GIVEN EXERCISE 1 – In the dating post, change "fitness challenge" to "endurance test" and give the part that opens with the words "He wouldn’t have" and closes with "or pretended to.".
GIVEN EXERCISE 2 –
Answer these questions from the dating post:
(a) What two activities does the man's message say a woman should like?
(b) What IQ score does the imagined reply ask for?
(c) What does the writer admit to wanting on their birthday?
GIVEN EXERCISE 3 – Resume the dating post from its final line.

TEXT EXCERPT –
Dating with strings attached

The other night, I got a message from a guy on one of the online dating sites that said:

You have big balls- I can appreciate that 🙂
I like to think I’m just outside the box and-enjoyed your honest, fun, interesting rant. 
I like active, heathy- and understand that comes in all shapes and sizes. If you like to hike, bike, and can rut more than 15 minutes- give me a shout back;)


My initial reaction was positive. After all, he indicated that he understands that being a larger size doesn’t automatically mean that someone is a slug. Then that “if” started to get to me. What if I looked at his profile, saw a few spelling errors and sent a message that said:

It’s ballsy to hang those spelling errors out where everyone can see them, and I enjoyed the humor in your rant about people nit-picking every spelling glitch. 
I understand that there are all sorts of different sorts of intelligence, and spelling isn’t everything. 
I like guys who are smart and funny, so to make sure you are smart in spite of your spelling troubles,  I have included some links to a few online IQ tests. If you score above 140, drop me a line!

He wouldn’t have reponded as politely as I did. There isn’t the smallest doubt in mind of that. He would have been offended, and rightfully so. No one would think that it was OK to imply that someone might not be smart enough to date, and including a conditional acceptance based on a test would insult anyone who got such a message. 

My actual response, and I did respond, was more to the point. I thanked him for calling me ballsy, and suggested that it was pretty ballsy of him to say he might be willing to date a fun, honest woman if she could pass a fitness challenge first. Then I asked him to clarify when the timer would start on the rutting–during foreplay or at penetration. He took it well, or pretended to.  

Conditional acceptance is not what anyone wants. People might settle for it. People might not even recognize it as such. I have no desire to be involved with someone whose affection comes with an IF statement. We all have preferences, but when it comes down to it, we need to accept people the way they are or move on. 

Obviously in this case I will be moving on. 

Sometimes yes means no

Your lips say no, no, no but your eyes say yes, yes, yes….
–Every douchebag Casanova wanna-be, including Pepe le Pew

 

Without belaboring the point, I will acknowledge that on occasion people do say no when they mean yes:

  • No, I don’t want dessert…but I am planning on eating half of yours, because I really DO want it but don’t want to act like a desperate fat chick. (Note: not me. I really don’t care about dessert.)
  • No, I don’t want anyone to make a fuss over my birthday, but I will be passive agressively pouty all day if you do not. (Note: not me. I admit unashamedly that I want everyone to make a fuss over me on my birthday because I am mentally about 8.)

Extracted data entries

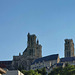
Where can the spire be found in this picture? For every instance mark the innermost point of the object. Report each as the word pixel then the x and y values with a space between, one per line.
pixel 37 41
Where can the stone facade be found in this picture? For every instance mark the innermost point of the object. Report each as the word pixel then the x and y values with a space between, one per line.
pixel 46 62
pixel 32 52
pixel 69 48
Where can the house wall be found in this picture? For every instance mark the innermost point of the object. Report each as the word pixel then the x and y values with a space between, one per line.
pixel 15 72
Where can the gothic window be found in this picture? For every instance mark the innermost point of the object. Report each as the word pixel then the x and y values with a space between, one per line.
pixel 31 52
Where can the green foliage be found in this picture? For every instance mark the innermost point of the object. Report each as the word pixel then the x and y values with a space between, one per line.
pixel 30 72
pixel 67 70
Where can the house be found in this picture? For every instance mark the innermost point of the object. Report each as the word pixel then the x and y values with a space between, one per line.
pixel 47 62
pixel 13 72
pixel 2 71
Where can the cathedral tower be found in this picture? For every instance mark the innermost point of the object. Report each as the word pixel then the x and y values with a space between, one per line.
pixel 69 48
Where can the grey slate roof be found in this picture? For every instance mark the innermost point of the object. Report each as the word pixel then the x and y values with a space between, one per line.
pixel 66 59
pixel 46 58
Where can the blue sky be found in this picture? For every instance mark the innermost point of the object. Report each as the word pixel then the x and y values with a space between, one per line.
pixel 51 20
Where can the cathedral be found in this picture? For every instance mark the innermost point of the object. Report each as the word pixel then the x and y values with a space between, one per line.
pixel 32 52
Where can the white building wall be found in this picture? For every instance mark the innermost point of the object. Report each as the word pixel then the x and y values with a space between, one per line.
pixel 14 72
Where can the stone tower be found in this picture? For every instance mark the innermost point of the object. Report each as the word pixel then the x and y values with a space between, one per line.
pixel 69 48
pixel 32 52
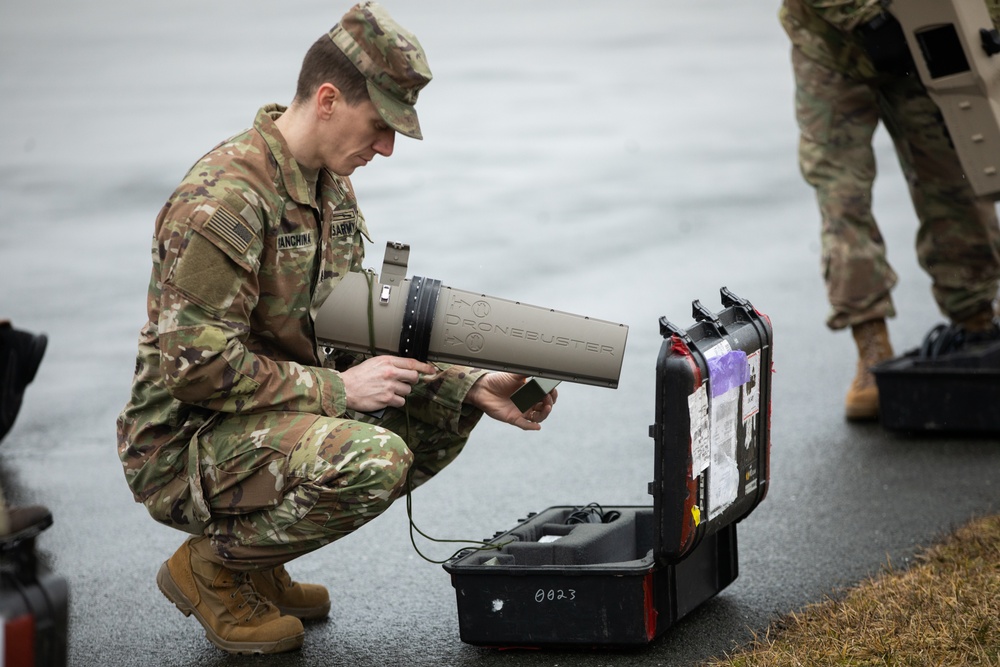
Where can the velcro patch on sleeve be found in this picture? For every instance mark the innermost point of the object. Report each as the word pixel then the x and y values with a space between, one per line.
pixel 231 228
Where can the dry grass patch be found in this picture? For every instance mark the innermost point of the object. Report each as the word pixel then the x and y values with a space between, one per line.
pixel 943 610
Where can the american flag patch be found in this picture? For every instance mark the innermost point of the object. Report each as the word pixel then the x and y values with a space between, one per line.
pixel 231 229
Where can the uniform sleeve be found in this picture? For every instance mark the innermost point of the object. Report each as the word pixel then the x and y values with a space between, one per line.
pixel 439 398
pixel 846 15
pixel 209 263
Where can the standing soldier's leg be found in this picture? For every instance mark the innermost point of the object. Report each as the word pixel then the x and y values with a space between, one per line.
pixel 958 242
pixel 837 119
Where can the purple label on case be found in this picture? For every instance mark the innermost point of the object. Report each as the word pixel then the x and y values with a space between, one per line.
pixel 728 371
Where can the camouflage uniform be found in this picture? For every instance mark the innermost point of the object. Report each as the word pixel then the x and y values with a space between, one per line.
pixel 237 425
pixel 840 99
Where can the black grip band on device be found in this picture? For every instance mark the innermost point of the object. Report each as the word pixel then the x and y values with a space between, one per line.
pixel 421 302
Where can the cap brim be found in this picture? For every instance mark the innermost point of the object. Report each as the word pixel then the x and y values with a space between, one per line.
pixel 400 116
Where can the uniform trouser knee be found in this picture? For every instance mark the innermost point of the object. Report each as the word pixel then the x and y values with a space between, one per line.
pixel 336 477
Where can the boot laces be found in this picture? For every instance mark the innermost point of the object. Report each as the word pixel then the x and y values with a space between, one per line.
pixel 251 596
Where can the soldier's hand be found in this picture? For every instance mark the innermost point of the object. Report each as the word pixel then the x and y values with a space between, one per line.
pixel 382 381
pixel 491 394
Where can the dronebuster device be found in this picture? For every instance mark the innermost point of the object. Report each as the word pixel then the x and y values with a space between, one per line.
pixel 422 319
pixel 954 45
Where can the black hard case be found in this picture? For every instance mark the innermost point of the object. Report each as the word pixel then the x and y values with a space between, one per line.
pixel 34 608
pixel 627 581
pixel 956 392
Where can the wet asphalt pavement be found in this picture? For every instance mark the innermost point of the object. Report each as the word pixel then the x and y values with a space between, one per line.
pixel 616 160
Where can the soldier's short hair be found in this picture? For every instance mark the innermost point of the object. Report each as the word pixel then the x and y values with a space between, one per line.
pixel 324 62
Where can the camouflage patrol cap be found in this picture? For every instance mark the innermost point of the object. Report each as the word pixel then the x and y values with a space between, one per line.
pixel 391 59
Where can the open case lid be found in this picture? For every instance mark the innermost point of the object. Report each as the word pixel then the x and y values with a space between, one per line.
pixel 712 430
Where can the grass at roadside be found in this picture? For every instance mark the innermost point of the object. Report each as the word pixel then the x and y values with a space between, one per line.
pixel 943 610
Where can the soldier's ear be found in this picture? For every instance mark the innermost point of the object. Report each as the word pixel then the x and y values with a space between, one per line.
pixel 326 98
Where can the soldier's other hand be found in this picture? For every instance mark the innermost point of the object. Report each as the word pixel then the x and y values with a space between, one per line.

TASK RESPONSE 1 –
He wouldn’t have reponded as politely as I did. There isn’t the smallest doubt in mind of that. He would have been offended, and rightfully so. No one would think that it was OK to imply that someone might not be smart enough to date, and including a conditional acceptance based on a test would insult anyone who got such a message. 

My actual response, and I did respond, was more to the point. I thanked him for calling me ballsy, and suggested that it was pretty ballsy of him to say he might be willing to date a fun, honest woman if she could pass a endurance test first. Then I asked him to clarify when the timer would start on the rutting–during foreplay or at penetration. He took it well, or pretended to.

TASK RESPONSE 2 –
(a) Hiking and biking.
(b) A score above 140.
(c) For everyone to make a fuss over them.

TASK RESPONSE 3 –
  • No, I don’t need any help with that project around the house…but I have no idea what I am doing so I really hope you insist. (Note: totally me. Asking for and accepting help is not a strong point.)
  • No, I don’t want another drink…well, I do want one…but really shouldn’t…(Note: yes, me.)

 

So, yeah. Some times women do say no when they mean yes. It’s true. On the other hand, I think we can all acknowledge just as readily that none of those situations results in assault if someone reads a “yes” into the “no.” No one’s life will be ruined if someone gets dessert or a surprise party.

If we’re on a date and someone thinks I mean yes when I say no? It isn’t hard to understand how serious the consequences are if I really do mean no. It’s called rape.  I think by now, we all get it.

You know what might surprise some people? Sometimes yes also means no.

I wonder how many women do it? Things get more sexual than you want. You say no. He keeps going. You say no again. He keeps going…and you give in. You don’t want to.  But you also don’t want to find out what will happen if you keep saying no.

So..you technically consented, but if you hadn’t been worried that things might escalate to physical force, would you have said yes?  Or if you just didn’t feel like dealing with the attitude?

At what point does talking someone into having sex when he knows she doesn’t really  want to do become a sexual assault?

So this is the story of what really happened when I drove to Newport to meet the guy I wrote about the other day. I don’t like to talk about what happened. I am not sure I ever have. The basic story is the same as the one I told. A date that went pretty well. I agreed to spend the night in his guest room. That part is the same in the version of the story I usually tell. Where it differs is what followed.  When we said goodnight at the door to the guest room, I gave him a hug and kissed him on the cheek. He grabbed me and kissed me on the mouth. I tried to pull away and he grabbed me a little too hard and kissed me again. I said no. He kept kissing me as I struggled away and asked him to stop.

He kept kissing me and pulled me into his room, and eventually I stopped resisting and went along with what he wanted to do. I don’t think I was really afraid of him, but I didn’t want to find out if I should be.  I let my mind go somewhere else, and I let him fuck me. Given how shitty he was to me in the morning, apparently he found my lack of responsiveness disappointing.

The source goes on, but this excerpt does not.